__SOURCE EXTRACT__.

[start]

- Developer: Eon Software
- Publisher: Electronic Arts
- Producer: Don Daglow
- Programmers: Ted Schmeckpeper Trevor Western
- Platforms: Apple II, Atari 8-bit, Atari ST, Commodore 64, MS-DOS
- Release: 1986
- Genre: Strategy
- Modes: Single-player, multiplayer

= Lords of Conquest =

1986 video game

Lords of Conquest is a strategy video game published in 1986 by Electronic Arts. It is based on the 1982 board game Borderlands by Eon Productions and developed by Eon's software division. It was marketed with the slogan "Better than Risk!"

The game was programmed for the Apple II in Forth and assembly language by Ted Schmeckpeper and Trevor Western, in collaboration with the designers of the board game: Bill Eberle, Jack Kittredge, and Peter Olotka. It was released for the Apple II as well as ports to the Commodore 64, Atari 8-bit computers, Atari ST, and MS-DOS.

==Gameplay==

Atari ST screenshot

The game is a contest between two and seven players, of which any number may be human or computer players. Each player is given a specific color, which matches their territories. Computer players can be selected to be Aggressive, Defensive, or Passive in their style of play. The human player(s) then must select how random the odds of an attack are, the amount of resources in the game, and the amount of land vs. water. Additionally, the Victory Conditions are also chosen; of which is the building of three to eight cities. Territories are then selected one at a time amongst the players, until all are selected or a remainder is left that is at least one less than the number of players, which are left black.

After territory selection, the game then moves on to the Production phase, where all the resources per player are tallied and "put" into the stockpile. There is a 25% chance for the Production phase to be skipped on any turn. If it is the first turn, players then place their stockpiles in a territory. Next comes Trade, where players may trade any resources they have for resources they wish. All five resources may be traded, but note that horses must have a territory to "land on" to be accepted. The next phase is Shipment, where the stockpile may be moved. Alternatively, a horse, weapon, or boat may be moved. Note that you may ship a weapon with a horse, or a weapon and/or horse with a boat! There is a 25% chance for the Shipment phase to be skipped on any turn. The fifth phase is Conquest, where you may make up to two attacks on any valid territory. The final phase is Development, where you may buy cities, weapons, or boats.

[end]

__SOURCE DATA__.

[start]

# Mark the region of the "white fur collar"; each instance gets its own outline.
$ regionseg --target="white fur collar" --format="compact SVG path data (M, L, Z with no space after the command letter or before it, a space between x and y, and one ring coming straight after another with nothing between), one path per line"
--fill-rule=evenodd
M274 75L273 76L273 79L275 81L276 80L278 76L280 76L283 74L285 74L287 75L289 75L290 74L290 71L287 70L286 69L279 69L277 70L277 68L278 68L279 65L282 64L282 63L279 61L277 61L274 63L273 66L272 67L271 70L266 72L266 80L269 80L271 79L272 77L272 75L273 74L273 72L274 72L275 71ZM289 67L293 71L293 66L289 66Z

[end]

__REQUIRED WORK__.
**A)** In the Lords of Conquest article, what slogan was the game marketed with?
**B)** Quote the passage of the Lords of Conquest article starting with "The game was" and going on through "ST, and MS-DOS.".
The data comes from a separate source that has nothing to do with the article.

__SOLUTIONS PER TASK__.
**A)** "Better than Risk!"

**B)**
The game was programmed for the Apple II in Forth and assembly language by Ted Schmeckpeper and Trevor Western, in collaboration with the designers of the board game: Bill Eberle, Jack Kittredge, and Peter Olotka. It was released for the Apple II as well as ports to the Commodore 64, Atari 8-bit computers, Atari ST, and MS-DOS.